Once the line containing "where the stack" is found in the data below, output that line and every line after it through the last, unchanged and with nothing else.

^^^^^^^^

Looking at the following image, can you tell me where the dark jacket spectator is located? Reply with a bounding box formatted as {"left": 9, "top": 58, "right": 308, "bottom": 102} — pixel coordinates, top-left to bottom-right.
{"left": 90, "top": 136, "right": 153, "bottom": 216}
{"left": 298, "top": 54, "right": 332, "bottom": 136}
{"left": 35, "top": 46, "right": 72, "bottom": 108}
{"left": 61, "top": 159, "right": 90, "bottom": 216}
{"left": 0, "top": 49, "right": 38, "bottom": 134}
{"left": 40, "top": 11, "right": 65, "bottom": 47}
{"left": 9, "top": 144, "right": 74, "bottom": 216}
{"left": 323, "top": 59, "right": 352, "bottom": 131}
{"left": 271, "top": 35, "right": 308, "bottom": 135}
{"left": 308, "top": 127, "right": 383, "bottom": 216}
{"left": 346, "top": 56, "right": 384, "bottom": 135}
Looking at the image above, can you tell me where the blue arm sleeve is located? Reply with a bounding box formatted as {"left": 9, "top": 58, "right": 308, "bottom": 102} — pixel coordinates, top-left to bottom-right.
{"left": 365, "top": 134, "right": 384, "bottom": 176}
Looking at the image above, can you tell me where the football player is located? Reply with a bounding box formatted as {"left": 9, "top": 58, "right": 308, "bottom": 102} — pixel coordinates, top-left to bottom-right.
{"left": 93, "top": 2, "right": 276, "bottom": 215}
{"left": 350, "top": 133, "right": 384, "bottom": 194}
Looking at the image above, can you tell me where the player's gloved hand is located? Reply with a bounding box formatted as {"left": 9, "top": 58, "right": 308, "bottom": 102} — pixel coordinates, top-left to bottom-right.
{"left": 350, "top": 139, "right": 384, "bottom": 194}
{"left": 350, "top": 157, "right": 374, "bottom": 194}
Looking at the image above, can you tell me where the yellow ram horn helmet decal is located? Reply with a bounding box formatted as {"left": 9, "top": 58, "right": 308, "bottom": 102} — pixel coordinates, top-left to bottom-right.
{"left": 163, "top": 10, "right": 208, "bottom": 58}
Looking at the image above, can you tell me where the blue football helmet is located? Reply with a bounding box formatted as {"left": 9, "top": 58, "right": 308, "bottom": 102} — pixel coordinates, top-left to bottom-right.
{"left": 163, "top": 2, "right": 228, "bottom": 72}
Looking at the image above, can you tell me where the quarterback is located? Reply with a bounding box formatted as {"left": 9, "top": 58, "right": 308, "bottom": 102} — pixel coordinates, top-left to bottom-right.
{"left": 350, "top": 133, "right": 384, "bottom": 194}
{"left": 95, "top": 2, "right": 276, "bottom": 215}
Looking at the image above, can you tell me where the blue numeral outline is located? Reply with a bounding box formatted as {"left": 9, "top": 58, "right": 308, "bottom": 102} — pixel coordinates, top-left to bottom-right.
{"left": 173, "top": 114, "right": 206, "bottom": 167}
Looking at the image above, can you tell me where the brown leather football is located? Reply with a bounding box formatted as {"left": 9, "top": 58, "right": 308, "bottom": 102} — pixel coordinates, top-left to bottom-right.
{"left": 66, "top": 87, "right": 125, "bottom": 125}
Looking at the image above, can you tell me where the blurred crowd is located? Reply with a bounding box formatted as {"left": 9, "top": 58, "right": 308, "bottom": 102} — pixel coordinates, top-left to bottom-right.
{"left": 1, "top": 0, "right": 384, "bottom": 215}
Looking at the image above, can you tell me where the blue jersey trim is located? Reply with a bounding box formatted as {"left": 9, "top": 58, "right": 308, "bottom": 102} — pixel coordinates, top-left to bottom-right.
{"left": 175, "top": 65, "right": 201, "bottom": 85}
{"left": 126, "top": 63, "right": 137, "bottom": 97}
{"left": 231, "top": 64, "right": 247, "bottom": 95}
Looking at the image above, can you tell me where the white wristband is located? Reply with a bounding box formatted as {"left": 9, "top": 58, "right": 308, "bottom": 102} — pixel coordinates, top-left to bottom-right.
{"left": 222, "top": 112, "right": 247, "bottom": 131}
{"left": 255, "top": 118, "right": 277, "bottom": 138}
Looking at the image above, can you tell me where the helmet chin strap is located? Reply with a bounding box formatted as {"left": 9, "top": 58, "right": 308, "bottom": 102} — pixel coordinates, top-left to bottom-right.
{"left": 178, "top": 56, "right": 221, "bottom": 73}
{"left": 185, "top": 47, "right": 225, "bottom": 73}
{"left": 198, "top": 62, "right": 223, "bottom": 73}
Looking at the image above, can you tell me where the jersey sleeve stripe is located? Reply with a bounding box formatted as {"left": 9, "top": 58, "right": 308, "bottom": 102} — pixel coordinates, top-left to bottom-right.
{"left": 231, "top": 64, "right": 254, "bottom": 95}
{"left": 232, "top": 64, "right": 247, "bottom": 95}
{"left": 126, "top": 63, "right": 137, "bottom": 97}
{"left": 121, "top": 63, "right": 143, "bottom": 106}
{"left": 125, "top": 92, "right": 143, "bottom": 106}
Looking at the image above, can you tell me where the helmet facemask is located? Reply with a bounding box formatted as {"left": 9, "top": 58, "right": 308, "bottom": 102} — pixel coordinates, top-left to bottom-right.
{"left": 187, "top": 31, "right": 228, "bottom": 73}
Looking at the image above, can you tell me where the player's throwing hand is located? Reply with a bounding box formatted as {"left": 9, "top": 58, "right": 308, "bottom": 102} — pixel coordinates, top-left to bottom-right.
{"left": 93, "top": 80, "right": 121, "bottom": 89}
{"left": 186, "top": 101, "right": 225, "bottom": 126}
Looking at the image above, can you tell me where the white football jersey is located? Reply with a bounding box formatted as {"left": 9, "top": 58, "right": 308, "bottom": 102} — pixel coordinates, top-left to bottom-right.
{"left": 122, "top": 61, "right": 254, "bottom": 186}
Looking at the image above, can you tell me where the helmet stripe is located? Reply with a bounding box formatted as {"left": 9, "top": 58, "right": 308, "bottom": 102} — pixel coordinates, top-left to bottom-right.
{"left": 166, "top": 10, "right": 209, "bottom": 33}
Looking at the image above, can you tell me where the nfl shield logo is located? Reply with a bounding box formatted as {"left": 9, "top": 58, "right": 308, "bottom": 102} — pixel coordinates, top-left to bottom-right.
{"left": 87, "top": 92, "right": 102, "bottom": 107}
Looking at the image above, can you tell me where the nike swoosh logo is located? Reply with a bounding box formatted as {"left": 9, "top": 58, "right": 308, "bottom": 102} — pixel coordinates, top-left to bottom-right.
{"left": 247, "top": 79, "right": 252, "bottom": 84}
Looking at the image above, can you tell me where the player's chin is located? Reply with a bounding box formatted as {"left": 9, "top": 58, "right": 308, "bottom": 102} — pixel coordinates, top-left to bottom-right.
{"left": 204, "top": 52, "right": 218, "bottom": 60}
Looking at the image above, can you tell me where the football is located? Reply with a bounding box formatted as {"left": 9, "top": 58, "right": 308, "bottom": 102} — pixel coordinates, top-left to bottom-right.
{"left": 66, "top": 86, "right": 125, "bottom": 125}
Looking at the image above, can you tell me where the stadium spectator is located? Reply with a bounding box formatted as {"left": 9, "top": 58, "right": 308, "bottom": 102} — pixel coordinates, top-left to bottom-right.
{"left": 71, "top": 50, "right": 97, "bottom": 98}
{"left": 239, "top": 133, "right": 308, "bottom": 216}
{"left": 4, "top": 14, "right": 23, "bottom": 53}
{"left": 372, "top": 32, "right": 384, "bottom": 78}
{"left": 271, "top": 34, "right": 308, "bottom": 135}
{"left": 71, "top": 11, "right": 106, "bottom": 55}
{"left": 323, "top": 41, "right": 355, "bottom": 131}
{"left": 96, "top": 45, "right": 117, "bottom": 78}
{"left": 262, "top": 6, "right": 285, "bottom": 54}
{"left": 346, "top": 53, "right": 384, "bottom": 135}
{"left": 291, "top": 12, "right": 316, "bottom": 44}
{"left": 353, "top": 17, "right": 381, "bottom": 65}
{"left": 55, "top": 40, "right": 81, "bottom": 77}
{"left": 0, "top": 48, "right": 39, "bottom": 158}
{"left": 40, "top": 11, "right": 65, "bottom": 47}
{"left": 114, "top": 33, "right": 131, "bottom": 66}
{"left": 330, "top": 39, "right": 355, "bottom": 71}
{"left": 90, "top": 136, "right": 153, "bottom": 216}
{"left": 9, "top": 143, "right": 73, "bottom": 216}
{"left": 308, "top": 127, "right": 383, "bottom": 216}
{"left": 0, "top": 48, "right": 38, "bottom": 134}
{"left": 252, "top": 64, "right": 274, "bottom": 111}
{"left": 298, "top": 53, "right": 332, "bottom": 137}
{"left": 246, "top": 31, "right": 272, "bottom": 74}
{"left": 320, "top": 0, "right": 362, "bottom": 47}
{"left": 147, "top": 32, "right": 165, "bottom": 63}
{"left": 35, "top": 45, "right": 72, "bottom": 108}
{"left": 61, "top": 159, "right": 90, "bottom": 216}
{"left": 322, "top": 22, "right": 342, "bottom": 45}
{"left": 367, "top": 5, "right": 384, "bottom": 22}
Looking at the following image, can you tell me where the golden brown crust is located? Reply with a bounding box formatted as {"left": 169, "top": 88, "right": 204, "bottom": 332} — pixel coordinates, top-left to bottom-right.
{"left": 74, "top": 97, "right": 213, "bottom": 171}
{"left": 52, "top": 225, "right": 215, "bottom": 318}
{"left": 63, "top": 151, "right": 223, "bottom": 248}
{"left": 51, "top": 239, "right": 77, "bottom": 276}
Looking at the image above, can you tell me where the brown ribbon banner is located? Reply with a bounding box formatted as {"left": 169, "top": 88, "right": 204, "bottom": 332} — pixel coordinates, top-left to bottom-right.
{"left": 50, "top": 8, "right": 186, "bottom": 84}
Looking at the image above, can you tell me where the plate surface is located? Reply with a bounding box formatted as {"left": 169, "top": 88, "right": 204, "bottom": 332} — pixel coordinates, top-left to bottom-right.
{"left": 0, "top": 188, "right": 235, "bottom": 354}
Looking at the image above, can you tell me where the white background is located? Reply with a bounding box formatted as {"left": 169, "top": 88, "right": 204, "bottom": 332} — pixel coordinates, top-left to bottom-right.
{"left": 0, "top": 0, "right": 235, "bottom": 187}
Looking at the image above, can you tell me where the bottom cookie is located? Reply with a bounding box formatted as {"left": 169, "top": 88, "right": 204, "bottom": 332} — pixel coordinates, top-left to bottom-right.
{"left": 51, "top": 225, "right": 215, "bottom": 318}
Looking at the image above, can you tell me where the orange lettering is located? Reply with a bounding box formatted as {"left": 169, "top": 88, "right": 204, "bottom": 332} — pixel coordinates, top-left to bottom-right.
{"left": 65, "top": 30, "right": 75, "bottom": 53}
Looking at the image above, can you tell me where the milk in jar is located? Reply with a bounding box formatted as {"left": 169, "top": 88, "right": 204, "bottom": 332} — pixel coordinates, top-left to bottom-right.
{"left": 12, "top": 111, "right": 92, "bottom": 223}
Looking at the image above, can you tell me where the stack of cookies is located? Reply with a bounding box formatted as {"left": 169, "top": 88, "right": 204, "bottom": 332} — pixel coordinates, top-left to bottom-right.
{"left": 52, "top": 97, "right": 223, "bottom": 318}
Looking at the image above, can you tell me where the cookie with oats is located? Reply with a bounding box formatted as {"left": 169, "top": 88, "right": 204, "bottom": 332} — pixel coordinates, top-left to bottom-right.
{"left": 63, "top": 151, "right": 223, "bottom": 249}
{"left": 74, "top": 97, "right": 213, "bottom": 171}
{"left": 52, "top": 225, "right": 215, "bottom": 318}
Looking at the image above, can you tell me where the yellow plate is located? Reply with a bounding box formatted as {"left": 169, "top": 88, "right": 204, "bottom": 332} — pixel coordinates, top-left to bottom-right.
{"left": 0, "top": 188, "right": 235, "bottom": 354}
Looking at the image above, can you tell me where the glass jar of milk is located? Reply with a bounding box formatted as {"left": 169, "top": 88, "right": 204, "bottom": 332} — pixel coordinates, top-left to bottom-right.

^^^^^^^^

The completed task
Looking at the image above, can you tell me where the stack of cookies is located? Reply with a bounding box formatted as {"left": 169, "top": 88, "right": 204, "bottom": 332} — pixel coordinates, top-left to bottom-right.
{"left": 52, "top": 97, "right": 223, "bottom": 318}
Looking at the image above, can you tell me where the cookie with oats is located? Reply with a bounding box formatted as {"left": 169, "top": 88, "right": 204, "bottom": 332} — pixel coordinates, top-left to bottom-right.
{"left": 63, "top": 151, "right": 223, "bottom": 249}
{"left": 74, "top": 97, "right": 213, "bottom": 171}
{"left": 52, "top": 225, "right": 215, "bottom": 318}
Looking at the image above, can you tell me where the yellow plate is located? Reply with a bounding box formatted as {"left": 169, "top": 88, "right": 204, "bottom": 332} — pixel coordinates, top-left to bottom-right.
{"left": 0, "top": 188, "right": 235, "bottom": 354}
Looking at the image above, can you tell me where the glass jar of milk is located? Reply with a bounding box formatted as {"left": 169, "top": 88, "right": 204, "bottom": 332} — pixel coordinates, top-left to bottom-right.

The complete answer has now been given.